● **Prompt**: There is a line below that contains "Target: foreground tree branch". Please reproduce it and all following lines exactly, through the final one.

● **Extracted entries**:
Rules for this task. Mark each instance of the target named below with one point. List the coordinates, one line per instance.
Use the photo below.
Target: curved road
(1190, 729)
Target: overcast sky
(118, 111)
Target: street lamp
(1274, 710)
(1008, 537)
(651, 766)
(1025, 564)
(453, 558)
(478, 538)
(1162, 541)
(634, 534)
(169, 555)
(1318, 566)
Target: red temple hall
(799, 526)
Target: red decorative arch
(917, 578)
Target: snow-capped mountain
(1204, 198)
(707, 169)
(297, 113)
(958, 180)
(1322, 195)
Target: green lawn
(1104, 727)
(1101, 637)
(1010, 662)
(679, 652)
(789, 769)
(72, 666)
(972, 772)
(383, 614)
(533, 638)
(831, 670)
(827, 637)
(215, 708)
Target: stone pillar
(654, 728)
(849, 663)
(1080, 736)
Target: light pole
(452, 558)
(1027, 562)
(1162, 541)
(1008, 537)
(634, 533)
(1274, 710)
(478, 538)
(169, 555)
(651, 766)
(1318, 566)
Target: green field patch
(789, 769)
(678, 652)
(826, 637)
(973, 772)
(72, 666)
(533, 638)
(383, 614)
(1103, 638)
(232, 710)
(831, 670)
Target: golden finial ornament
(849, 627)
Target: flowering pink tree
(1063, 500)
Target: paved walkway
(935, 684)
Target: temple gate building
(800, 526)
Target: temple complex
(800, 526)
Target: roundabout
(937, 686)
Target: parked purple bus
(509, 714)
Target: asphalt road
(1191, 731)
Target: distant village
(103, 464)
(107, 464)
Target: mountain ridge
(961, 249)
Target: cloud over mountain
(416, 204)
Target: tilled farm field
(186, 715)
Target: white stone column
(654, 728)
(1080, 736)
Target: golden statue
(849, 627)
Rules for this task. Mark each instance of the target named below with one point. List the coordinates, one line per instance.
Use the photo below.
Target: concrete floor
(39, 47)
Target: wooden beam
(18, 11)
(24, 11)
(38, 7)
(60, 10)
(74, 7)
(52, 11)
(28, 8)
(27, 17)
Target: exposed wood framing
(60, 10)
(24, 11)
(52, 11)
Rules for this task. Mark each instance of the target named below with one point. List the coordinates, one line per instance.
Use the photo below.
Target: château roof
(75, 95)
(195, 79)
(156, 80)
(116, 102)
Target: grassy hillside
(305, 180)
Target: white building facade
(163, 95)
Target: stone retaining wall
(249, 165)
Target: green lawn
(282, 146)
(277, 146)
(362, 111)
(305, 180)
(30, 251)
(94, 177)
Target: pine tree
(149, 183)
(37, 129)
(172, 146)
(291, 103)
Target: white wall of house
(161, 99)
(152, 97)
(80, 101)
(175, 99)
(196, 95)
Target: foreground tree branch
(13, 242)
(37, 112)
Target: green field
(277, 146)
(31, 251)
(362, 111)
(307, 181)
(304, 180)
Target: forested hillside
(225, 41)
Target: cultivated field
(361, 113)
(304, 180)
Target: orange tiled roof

● **Result below**:
Target: foreground tree branch
(13, 242)
(37, 112)
Target: green field
(277, 146)
(31, 251)
(362, 111)
(307, 181)
(304, 180)
Target: forested hillside
(225, 41)
Target: cultivated field
(361, 113)
(304, 180)
Target: orange tiled roof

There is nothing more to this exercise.